TASK PROMPT:
Can you transcribe every entry word for word, skipping the images?

DATA PROVIDED:

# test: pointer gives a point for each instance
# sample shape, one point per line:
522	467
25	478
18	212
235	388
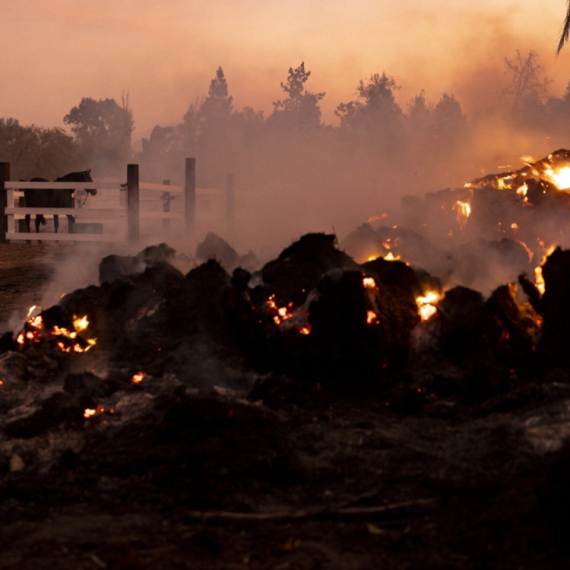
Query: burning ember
463	211
138	377
369	283
372	318
66	340
426	305
280	314
288	316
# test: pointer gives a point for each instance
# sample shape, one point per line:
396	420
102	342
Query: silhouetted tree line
374	133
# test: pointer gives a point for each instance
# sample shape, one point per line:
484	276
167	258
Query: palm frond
565	30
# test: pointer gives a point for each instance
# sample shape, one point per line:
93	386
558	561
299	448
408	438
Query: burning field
383	403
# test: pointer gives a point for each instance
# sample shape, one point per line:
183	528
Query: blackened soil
292	477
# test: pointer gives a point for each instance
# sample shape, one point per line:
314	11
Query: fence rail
117	207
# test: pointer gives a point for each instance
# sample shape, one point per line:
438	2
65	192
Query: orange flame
426	305
138	377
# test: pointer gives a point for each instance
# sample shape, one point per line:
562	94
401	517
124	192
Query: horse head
82	176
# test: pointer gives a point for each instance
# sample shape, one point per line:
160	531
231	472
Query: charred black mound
305	416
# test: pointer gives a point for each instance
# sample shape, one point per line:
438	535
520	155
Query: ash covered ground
248	443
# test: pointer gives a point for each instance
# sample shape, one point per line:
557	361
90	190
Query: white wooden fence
115	213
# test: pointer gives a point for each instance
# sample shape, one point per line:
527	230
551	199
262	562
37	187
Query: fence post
166	208
4	177
230	202
133	203
190	197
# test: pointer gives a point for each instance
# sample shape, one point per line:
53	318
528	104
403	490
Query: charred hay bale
299	267
111	306
357	330
395	274
187	335
114	267
214	247
461	323
553	346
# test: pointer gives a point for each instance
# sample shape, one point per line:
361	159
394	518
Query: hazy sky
165	52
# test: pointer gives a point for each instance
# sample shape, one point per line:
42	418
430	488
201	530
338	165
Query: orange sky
165	52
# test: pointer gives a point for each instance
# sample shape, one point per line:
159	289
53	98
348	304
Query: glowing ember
35	332
522	190
31	310
280	314
90	412
288	316
371	318
426	305
80	324
138	377
538	278
559	177
369	283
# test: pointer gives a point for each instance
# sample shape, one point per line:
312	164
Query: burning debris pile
216	394
482	234
313	315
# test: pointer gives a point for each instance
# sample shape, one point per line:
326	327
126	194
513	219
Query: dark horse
55	199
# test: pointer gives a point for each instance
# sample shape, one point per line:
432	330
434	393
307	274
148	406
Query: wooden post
190	197
230	202
133	203
4	177
166	208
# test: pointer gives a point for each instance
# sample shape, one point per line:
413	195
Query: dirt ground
295	477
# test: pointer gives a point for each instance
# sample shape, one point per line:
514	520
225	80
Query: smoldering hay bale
209	325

TASK SOLUTION:
# test: pointer gives a point for each instance
# sample shape, one point per line:
522	467
25	478
18	212
235	388
Query: burning ember
463	211
138	377
369	283
372	318
66	340
426	305
280	314
288	316
# test: pointer gives a point for each instance
# sample shape, one point per line:
396	420
102	342
Query: silhouetted tree line
374	133
# test: pointer gives a point for each instance
# sample shape, one point per line:
484	276
167	258
Query: palm frond
565	30
# test: pointer gives a point for each instance
# sample shape, one point per line:
93	386
558	561
299	448
408	438
Query: burning field
383	403
# test: pointer gives a point for each instance
# sample shape, one point per line:
183	528
Query: blackened soil
292	477
# test: pointer gives a point for each instance
# sample shape, one point per line:
314	11
Query: fence rail
117	207
# test: pointer gives a point for each instance
# sample shape, one point per line:
438	2
65	192
Query: orange flame
426	305
138	377
# test: pointer gives a point for each instance
# sample shape, one point per line:
562	94
401	517
124	192
Query: horse head
82	176
# test: pointer gives a point for each instance
# sample shape, one point per line:
160	531
231	472
Query: charred black mound
305	416
# test: pointer gives a point for each instance
# sample shape, one point per line:
438	535
520	155
Query: ash covered ground
248	443
# test: pointer gives a point for each instance
# sample shape, one point per line:
557	361
90	190
Query: white wooden fence
115	213
# test: pointer gives a point for each instance
# sample shape, one point per line:
527	230
551	199
262	562
37	187
Query: fence post
166	208
4	177
230	202
133	203
190	197
# test: pointer gives a point for each instance
# sample shape, one point per line:
53	318
528	104
403	490
Query: charred hay bale
299	267
111	306
357	330
395	274
187	335
114	267
214	247
461	323
553	346
# test: pointer gives a point for each instance
# sample shape, one point per line:
361	159
394	518
Query: hazy sky
165	52
# test: pointer gives a point for each instance
# sample shape, one point per line:
42	418
430	488
201	530
338	165
Query: orange sky
165	52
# test: pointer gives a point for each instance
# sample shape, one point per line:
159	289
53	98
348	304
Query: glowing ember
35	332
522	190
31	310
280	314
90	412
288	316
371	318
426	305
80	324
138	377
538	278
559	177
369	283
# test: pointer gives a point for each instance
# sample shape, one point per line:
312	164
Query: burning debris pile
216	394
482	234
313	315
# test: pointer gives a point for each instance
# sample shape, one point per line:
326	327
126	194
513	219
Query: dark horse
55	199
# test: pointer gives a point for each instance
# sample shape, one point per line:
432	330
434	393
307	274
148	406
Query: wooden post
190	197
230	202
133	203
4	177
166	208
# test: pointer gives a point for each instance
# sample shape, one point per line:
413	195
Query: dirt ground
295	477
# test: pointer gives a point for each instance
# sample shape, one point per line:
514	520
225	80
Query: smoldering hay bale
209	325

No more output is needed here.